Mas quem irá levantar o cartão vermelho para Dunga? A CBF? Essa quadrilha de cartolas que comandam a farra da financeirização corrupta da bola, enquanto a esmagadora maioria dos profissionais da chuteira recebem salários de fome? Essa alcateia de Marins, Del Neros, Havelanges, Euricos, proprietários de bancadas nas casas legislativas do país, contas na Suíça e casarões em Miami, e que apesar disso tudo continua a ser recebida pelos chefes de governo como homens sérios? Esses filhotes da ditadura que hoje gerenciam o produto de entretenimento mais lucrativo da TV Globo? Todos sabemos: sono tutti mafiosi. Derrubá-los toca interesses políticos (deem um google imagens com os termos “políticos e cbf”) e econômicos (deem um google pesquisa com “faturamento cbf patrocínios”) que dificilmente temos condições de estimar com exatidão. Daí a importância de se fazê-lo.

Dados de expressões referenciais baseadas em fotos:

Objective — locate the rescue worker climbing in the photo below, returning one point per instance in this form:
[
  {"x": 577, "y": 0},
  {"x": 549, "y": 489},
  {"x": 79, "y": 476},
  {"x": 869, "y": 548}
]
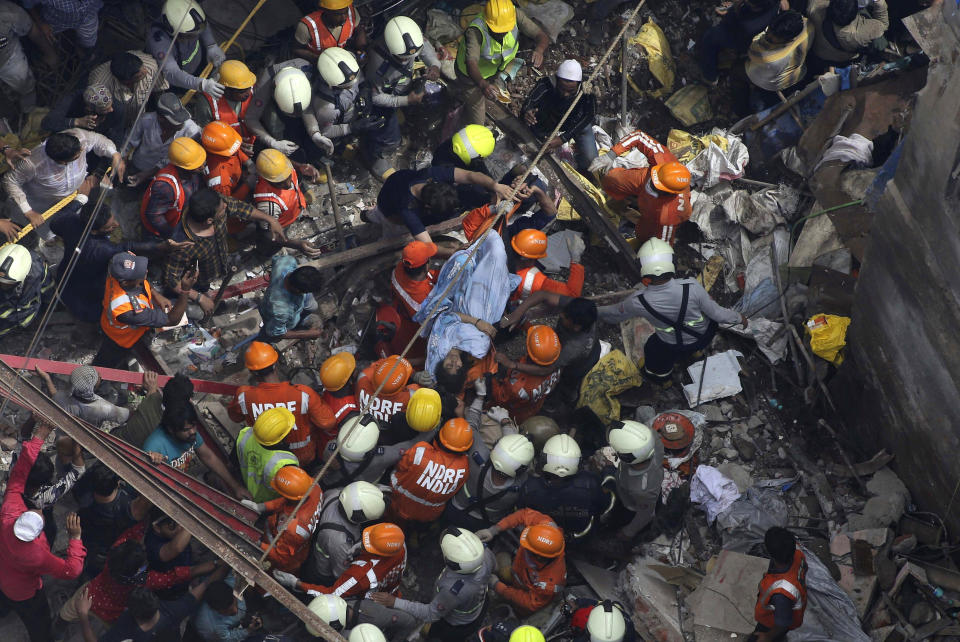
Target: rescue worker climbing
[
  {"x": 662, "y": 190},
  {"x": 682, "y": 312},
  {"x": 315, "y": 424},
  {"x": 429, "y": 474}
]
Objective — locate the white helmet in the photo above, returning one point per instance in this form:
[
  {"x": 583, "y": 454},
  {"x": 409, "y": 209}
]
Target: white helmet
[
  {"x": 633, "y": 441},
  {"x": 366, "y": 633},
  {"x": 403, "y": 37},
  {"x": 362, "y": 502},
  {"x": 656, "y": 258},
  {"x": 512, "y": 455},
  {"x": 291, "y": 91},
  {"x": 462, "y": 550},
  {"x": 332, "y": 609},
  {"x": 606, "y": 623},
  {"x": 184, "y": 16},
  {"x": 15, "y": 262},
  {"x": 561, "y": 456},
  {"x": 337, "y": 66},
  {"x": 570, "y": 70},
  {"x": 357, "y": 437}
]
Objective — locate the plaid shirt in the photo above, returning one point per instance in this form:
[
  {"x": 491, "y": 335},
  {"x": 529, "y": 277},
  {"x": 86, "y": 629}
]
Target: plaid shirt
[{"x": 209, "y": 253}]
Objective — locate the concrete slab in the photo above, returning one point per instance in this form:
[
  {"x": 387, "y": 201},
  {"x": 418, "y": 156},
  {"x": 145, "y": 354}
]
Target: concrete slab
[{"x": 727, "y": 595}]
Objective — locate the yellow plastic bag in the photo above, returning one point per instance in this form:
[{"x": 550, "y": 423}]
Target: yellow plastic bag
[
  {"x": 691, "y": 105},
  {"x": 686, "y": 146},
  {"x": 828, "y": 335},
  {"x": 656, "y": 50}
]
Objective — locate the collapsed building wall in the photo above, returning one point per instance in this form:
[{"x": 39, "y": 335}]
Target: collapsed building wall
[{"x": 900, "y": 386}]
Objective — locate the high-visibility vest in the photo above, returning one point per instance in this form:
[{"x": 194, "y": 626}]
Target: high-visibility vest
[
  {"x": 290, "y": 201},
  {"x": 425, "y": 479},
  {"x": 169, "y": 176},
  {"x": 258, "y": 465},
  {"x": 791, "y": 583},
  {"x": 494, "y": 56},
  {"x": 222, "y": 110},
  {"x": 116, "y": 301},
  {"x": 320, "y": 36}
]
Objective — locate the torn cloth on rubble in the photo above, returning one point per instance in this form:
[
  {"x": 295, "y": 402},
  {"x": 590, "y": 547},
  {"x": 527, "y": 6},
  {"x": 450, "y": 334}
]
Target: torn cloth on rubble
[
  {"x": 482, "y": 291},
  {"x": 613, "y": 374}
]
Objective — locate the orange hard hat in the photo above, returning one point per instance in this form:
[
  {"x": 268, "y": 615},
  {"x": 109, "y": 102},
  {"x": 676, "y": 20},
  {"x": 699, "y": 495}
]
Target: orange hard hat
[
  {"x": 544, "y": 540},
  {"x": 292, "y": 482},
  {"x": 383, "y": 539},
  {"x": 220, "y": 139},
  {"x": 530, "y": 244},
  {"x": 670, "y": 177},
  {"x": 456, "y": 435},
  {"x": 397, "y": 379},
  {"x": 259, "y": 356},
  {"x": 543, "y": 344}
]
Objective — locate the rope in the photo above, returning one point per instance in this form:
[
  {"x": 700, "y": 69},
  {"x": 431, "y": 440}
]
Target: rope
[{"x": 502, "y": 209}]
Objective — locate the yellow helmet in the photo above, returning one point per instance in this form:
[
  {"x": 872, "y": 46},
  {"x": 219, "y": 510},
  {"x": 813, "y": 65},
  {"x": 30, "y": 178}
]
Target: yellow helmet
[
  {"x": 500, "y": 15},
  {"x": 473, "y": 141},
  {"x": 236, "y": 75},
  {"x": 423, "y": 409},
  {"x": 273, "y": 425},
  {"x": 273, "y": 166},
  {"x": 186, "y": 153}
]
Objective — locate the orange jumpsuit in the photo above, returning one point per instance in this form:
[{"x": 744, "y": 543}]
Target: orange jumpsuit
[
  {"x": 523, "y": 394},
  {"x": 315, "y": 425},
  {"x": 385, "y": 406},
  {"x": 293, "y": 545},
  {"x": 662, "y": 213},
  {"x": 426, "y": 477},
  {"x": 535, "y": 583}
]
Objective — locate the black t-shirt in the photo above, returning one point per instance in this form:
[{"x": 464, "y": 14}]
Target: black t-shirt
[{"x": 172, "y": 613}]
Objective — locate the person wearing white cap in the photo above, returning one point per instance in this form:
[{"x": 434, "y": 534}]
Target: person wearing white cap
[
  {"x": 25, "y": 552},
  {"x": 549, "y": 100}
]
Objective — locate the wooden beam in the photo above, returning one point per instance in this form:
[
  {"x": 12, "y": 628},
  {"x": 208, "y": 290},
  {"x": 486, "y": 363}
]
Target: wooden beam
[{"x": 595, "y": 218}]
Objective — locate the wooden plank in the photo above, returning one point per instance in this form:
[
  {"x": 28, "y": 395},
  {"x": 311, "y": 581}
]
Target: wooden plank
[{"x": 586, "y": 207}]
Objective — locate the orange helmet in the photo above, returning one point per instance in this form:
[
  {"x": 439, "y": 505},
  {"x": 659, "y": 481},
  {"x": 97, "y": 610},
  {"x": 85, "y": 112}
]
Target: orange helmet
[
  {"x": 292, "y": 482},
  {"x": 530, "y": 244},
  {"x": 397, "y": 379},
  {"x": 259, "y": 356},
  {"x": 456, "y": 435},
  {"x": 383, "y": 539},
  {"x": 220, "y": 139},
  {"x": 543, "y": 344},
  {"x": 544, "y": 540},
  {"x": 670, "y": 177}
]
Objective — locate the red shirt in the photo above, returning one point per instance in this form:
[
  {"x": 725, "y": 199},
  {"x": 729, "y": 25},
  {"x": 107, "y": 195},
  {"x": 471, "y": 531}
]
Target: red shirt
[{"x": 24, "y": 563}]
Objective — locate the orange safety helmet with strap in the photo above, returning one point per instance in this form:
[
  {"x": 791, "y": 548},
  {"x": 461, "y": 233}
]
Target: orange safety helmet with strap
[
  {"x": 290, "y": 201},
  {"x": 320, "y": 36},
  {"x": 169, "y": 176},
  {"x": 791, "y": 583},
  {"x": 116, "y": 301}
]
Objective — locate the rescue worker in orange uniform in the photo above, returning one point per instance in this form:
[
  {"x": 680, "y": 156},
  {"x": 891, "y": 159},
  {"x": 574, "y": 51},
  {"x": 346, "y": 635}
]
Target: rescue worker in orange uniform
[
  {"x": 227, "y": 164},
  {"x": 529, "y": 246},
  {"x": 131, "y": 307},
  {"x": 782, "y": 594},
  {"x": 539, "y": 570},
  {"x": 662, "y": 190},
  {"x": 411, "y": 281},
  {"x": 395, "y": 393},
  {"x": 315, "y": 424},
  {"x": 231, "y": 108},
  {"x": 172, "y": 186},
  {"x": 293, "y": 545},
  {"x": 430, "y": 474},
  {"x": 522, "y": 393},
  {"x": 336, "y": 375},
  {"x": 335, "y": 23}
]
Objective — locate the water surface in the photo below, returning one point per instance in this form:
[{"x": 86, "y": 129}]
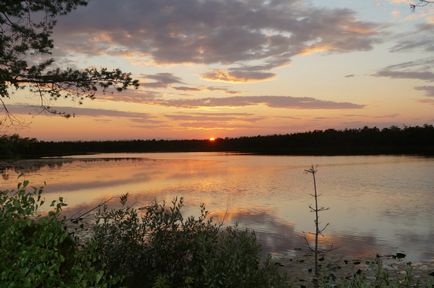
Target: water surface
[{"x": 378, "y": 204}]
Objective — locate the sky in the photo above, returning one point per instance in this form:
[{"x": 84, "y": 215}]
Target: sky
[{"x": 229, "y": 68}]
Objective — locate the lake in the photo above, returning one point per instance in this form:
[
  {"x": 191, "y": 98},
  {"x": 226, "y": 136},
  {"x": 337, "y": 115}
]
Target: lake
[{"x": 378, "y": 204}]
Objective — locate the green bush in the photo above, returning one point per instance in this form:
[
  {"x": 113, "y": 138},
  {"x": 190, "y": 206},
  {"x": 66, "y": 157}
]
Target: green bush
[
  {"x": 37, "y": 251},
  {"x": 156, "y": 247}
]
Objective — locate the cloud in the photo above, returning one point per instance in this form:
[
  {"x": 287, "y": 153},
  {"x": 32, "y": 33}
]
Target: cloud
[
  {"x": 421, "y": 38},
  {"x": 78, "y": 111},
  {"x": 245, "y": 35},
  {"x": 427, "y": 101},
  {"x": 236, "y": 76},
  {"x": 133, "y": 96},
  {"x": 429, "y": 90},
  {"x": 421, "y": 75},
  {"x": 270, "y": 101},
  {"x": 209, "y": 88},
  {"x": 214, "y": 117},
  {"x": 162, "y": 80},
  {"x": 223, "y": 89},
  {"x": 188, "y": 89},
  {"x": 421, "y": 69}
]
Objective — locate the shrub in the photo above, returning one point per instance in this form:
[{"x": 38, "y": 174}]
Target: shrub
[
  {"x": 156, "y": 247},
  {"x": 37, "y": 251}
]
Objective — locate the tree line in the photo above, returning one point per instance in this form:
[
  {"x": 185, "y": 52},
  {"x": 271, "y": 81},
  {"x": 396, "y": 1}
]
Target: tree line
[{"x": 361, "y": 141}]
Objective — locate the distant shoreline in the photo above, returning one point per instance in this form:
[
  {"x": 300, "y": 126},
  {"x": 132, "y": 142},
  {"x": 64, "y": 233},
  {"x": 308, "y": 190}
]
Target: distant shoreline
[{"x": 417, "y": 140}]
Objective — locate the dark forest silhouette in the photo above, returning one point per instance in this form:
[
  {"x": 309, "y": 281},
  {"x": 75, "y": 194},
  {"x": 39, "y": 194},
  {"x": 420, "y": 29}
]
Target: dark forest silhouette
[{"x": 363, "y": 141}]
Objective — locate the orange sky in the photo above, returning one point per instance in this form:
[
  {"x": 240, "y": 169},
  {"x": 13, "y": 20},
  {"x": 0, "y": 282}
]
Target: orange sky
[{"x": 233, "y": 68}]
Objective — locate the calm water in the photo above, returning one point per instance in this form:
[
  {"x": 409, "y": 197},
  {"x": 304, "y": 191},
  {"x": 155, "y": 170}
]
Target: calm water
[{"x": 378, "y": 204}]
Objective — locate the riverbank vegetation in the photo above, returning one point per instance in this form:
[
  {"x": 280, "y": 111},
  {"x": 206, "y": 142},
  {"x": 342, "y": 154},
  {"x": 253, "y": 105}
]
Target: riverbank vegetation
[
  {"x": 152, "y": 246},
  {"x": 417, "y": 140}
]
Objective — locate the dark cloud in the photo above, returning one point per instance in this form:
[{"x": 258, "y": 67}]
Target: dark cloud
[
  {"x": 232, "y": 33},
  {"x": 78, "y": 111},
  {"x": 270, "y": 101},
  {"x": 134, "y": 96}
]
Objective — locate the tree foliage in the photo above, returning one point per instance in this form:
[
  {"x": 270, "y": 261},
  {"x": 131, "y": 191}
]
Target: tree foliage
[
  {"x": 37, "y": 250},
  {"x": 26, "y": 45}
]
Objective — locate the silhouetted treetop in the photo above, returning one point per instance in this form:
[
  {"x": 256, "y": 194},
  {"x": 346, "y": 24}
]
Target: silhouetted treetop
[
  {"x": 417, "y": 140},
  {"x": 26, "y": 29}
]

Ordem de serviço 1: No texto sobre a CBF, que produto os "filhotes da ditadura" gerenciam hoje?
Ordem de serviço 2: Prossiga o texto sobre a CBF a partir da última frase.

Área de resposta 1: O produto de entretenimento mais lucrativo da TV Globo.

Área de resposta 2:
Na outra ponta dessa situação indignante estamos nós, os indignados fiéis dessa religião chamada futebol. Fiéis expulsos dos templos (digo, arenas) por motivos de: falta de grana para pagar os dízimos (digo, ingressos), horários esdrúxulos de cultos (digo, jogos), polícia racista perigosamente estruturada para reprimir coletividades massivamente reunidas que fujam da ordem que lhes convém, calendário formulado sem a consulta das nossas opiniões, etc. Em suma, uma religião, cujas condições propiciadas a seus cultuadores são infernais, enquanto os bispos (digo, cartolas) vão para o paraíso (fiscal).
Mas há quem se sacrifique em nome da paixão clubística e vá roer as unhas diante de um “espetacular” futebol mixuruca. As unhas se vão com as lembranças dos bons tempos do nosso futebol. O que vemos constantemente em gramados nacionais são 22 corpos disciplinados militarmente desde muito cedo (muitos deles provavelmente foram submetidos a trabalho infantil, disfarçado de categoria de base, dormiram em alojamentos infestados por ratos e tomaram calotes em vários lugares) disciplinados para serem máquinas de fazerem passes laterais inofensivos, ligações diretas sem muito sentido e compactação sem a bola. Uma correria desvairada cada vez menos artística. Um ópio cada vez menos arrebatador. Um miserável “um” que explica os “sete”.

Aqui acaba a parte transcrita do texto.